Dataset entries

=======

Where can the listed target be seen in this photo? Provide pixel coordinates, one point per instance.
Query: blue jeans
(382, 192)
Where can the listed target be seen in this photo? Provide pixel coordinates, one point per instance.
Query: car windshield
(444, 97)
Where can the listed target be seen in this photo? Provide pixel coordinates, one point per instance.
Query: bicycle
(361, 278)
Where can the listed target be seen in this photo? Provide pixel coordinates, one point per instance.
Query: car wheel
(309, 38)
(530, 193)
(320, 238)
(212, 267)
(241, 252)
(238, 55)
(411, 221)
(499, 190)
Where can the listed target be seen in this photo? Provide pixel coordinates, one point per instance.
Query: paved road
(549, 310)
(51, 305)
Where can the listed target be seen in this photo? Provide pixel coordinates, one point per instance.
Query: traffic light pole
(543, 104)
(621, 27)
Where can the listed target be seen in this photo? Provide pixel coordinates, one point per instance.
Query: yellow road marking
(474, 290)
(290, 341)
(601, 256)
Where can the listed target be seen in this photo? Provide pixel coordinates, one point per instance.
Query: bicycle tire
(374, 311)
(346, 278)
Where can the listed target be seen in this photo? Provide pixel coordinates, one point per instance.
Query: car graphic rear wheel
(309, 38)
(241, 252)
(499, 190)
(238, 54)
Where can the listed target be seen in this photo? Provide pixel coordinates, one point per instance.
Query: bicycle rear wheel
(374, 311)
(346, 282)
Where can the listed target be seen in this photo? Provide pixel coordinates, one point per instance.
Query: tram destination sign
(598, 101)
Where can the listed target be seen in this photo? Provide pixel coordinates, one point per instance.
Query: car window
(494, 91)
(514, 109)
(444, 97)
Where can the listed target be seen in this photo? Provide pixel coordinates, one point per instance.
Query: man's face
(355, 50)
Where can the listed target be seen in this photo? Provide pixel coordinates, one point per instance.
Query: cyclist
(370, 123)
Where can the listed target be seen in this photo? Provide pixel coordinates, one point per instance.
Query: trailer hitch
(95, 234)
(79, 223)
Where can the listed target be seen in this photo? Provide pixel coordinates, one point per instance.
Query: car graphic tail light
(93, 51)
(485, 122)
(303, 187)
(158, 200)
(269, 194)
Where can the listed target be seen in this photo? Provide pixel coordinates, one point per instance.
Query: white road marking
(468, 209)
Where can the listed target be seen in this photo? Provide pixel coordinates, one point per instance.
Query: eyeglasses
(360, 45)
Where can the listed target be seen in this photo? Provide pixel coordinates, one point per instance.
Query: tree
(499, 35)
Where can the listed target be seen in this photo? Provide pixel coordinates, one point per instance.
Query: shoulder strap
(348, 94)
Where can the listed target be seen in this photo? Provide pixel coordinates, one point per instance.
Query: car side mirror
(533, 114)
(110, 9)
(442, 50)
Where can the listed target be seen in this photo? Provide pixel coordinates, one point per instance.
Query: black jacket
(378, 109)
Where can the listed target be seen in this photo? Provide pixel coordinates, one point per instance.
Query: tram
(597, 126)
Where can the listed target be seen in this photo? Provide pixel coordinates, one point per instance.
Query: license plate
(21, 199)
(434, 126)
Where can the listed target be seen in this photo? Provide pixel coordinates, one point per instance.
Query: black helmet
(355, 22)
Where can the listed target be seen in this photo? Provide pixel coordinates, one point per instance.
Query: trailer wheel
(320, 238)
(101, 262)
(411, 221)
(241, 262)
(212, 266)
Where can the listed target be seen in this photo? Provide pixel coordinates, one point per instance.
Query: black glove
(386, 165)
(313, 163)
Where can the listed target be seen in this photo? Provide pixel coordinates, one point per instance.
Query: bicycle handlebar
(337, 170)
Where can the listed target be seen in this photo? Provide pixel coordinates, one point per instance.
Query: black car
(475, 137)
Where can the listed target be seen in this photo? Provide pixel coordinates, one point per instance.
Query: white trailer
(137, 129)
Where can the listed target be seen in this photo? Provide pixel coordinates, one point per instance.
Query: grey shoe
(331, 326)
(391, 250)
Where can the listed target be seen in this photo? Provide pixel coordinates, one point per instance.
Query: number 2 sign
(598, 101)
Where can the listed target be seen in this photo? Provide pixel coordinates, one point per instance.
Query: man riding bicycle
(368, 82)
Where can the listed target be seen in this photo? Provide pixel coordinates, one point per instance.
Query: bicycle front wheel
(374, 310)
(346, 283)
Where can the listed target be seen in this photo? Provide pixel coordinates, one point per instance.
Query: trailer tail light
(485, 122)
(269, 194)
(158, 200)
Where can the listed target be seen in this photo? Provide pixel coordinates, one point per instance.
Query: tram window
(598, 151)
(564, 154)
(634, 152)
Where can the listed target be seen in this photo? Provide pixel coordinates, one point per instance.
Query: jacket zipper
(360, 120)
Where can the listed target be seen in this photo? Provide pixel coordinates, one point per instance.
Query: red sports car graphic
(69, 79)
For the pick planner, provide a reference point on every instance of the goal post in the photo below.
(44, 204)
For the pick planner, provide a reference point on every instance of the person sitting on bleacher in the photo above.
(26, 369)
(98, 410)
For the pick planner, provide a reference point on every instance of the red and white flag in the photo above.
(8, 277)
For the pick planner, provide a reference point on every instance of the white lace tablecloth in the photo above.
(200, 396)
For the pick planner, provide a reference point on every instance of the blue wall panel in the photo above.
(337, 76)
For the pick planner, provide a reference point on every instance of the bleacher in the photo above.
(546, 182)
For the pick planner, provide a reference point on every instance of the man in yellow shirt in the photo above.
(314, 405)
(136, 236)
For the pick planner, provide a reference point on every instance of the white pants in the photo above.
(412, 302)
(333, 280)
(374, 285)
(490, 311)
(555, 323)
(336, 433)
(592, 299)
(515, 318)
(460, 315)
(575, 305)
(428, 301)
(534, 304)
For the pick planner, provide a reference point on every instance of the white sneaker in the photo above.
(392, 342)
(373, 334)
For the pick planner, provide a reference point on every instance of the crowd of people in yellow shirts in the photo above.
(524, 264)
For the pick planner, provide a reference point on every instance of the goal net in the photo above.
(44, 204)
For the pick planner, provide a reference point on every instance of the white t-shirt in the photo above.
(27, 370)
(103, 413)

=======

Could you reproduce the entries from the line containing "panel in the photo above." through the end of the entries, changing every "pick planner" to "grasp planner" and leaving everything else unchanged?

> _Result of this exercise_
For the grasp planner, provide a reference point on every instance of the blue wall panel in the photo above.
(337, 76)
For the grasp planner, provide a reference point on every instance of the bleacher in the photo above.
(546, 182)
For the grasp planner, provide a reference point on every instance of the man in yellow shirt in the photo above.
(314, 405)
(136, 236)
For the grasp planner, provide a reference point on every instance of the white pants in the photo above.
(412, 302)
(333, 280)
(374, 285)
(490, 311)
(555, 323)
(336, 433)
(592, 299)
(515, 318)
(460, 315)
(575, 305)
(428, 301)
(534, 304)
For the grasp planner, provide a reference point on every instance of the white sneaker in the photo above.
(392, 342)
(373, 334)
For the grasp planner, provide a reference point on every instance of the crowd of people in yellow shirts in the photo above.
(524, 264)
For the grasp planner, provide a reference point on every instance of the goal net in the photo above.
(44, 204)
For the grasp planner, provide a reference point on every instance of the white t-shirt in the photo above.
(27, 370)
(103, 413)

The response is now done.